We are now nine pages in and I don’t have a real clue what the book will be about. I mean, yes I kind of do, but I’m hopeful it won’t be about cute pictures of adorable little kids being silly around adults when the book isn’t being unnecessarily cruel to people in need of medical attention.



And here we get an introduction to Olianna, who is in trouble for using magic…





…and magic in this universe stinks like poop, which we get these extended pages showing just that fact so that the reader is sure to “get it”: First the dog sniffs her…





…and runs off, then her mother gives her the once over…





…and then the next page of the knights trying to figure out where the smell came from, prime suspect Anto. Remember when all of these characters had a sense of purpose before we got so far off the rails that they are smelling kid’s cracks? I don’t. I think it had something to do with dragons and head injuries, although at this moment the only head that is hurting appears to be mine. 





And that would be because now we have an extended sequence where we have to learn that the dog’s name is Dog. 



I’m fading fast, Crapboxers. Before we get much further though, the tale appears to take up the idea of having a plot again, as the three knights tell the tale of how Copper got injured in the dragon attack. 





Basically, we’ve known who these three are bumbling idiots are from the moment they first showed up, which is to say the comic relief. However given everyone else in the book, we didn’t know they would be par for the course. And to ensure once again we realize that these three ARE the comic relief, we get this graphic showing the start of their foraging for the dragon’s lair, and they are walking right past it.



A page more of them being complete idiots so we are SURE we understand their part in the story, they are found BY the dragon, which should really tell you all you need to know in ONE panel. We go hunting dragons and the dragon sneaks up BEHIND us. 





Subtlety in this book means hitting the reader over the head with the same information three or four different ways at once and then spelling it out for them in case they didn’t catch it.

• **Work to complete**
- a) Quote everything in the book review from "A page more" down to "didn’t catch it.".
- b) Name every character the book review refers to by name.

• **Data to examine**
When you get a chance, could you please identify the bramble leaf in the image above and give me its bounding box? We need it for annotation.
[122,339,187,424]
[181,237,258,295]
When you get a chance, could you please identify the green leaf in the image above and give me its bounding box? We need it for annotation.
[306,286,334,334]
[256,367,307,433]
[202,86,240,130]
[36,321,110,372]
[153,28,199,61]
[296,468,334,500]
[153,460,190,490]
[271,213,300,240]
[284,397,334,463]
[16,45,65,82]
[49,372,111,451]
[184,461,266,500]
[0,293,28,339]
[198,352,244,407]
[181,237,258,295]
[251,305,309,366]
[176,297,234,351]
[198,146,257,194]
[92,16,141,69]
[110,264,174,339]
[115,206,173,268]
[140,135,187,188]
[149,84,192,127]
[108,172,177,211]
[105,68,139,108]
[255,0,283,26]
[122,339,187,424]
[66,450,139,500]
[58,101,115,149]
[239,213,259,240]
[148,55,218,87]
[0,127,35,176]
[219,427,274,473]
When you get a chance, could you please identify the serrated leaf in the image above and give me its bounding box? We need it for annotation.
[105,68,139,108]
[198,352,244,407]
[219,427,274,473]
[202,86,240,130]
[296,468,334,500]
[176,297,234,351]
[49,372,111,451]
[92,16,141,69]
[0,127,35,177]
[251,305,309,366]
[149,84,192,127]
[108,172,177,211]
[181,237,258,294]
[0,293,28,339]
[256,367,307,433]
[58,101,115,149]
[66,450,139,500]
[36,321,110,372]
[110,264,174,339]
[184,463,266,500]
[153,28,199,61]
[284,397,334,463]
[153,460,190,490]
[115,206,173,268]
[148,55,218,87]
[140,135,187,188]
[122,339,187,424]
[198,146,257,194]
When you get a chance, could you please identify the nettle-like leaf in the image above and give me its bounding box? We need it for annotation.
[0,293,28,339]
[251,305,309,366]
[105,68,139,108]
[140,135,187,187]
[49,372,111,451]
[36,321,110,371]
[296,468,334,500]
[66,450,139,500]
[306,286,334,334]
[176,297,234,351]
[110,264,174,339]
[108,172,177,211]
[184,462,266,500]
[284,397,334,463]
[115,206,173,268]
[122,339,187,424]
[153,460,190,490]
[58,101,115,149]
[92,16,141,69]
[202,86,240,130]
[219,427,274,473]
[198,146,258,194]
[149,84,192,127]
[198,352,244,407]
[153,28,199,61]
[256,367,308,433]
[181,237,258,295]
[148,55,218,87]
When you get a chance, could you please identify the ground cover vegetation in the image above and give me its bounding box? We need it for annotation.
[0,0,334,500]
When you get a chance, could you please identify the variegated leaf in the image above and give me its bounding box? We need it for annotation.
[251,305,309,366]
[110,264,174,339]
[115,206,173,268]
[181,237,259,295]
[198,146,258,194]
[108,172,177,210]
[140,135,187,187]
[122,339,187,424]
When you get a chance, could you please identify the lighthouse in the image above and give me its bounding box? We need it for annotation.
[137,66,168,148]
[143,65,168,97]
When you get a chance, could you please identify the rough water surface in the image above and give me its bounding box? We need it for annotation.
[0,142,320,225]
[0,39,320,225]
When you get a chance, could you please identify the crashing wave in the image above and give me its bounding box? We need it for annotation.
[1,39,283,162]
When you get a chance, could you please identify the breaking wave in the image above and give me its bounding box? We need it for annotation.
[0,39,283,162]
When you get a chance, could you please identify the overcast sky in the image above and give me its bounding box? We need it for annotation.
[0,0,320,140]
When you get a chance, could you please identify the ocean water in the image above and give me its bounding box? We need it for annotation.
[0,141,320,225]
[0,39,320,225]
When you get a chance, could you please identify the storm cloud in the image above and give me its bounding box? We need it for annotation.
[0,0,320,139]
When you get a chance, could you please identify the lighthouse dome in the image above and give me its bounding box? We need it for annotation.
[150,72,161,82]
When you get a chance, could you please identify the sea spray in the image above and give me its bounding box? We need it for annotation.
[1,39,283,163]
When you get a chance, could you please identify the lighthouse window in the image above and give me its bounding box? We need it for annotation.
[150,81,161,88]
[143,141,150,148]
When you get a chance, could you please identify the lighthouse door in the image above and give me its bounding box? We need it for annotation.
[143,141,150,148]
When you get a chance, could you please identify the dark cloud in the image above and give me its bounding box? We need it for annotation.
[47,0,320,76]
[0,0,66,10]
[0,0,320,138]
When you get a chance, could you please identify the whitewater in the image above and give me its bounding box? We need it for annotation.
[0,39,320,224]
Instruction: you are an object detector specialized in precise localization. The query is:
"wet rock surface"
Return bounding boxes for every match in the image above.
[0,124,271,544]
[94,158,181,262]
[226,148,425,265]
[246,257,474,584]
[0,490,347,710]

• **Answers for each item**
- a)
A page more of them being complete idiots so we are SURE we understand their part in the story, they are found BY the dragon, which should really tell you all you need to know in ONE panel. We go hunting dragons and the dragon sneaks up BEHIND us. 





Subtlety in this book means hitting the reader over the head with the same information three or four different ways at once and then spelling it out for them in case they didn’t catch it.

- b) Olianna, Anto, Dog, Copper